== WHAT TO WORK ON ==
Pull out every line of the entries below that contains the string "instance", and copy each of those lines in full.

== DATA LINES ==
>>>>

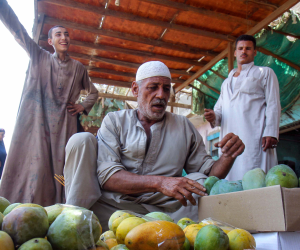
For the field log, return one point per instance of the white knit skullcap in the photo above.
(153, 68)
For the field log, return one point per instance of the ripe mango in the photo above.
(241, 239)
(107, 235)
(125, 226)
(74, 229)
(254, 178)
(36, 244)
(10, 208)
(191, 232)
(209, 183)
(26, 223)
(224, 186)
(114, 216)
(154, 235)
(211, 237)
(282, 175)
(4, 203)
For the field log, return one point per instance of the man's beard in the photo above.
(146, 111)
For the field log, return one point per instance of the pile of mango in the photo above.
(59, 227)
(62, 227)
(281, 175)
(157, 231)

<<<<
>>>>

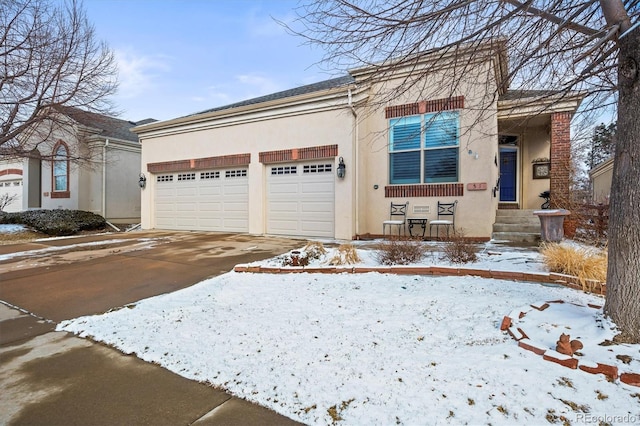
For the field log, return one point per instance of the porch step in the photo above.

<<<<

== RESULT FOR THIS EXERCISE ==
For the field log, return one point per instance of the white knit skullcap in the photo above.
For the field log, return one point per instance of the ripe mango in the photo above.
For the field log, return one point per instance of the man's beard in the photo above.
For the field log, return one point per instance of the pile of mango in the photo above.
For the field log, return one point per instance of the porch step in the photo above.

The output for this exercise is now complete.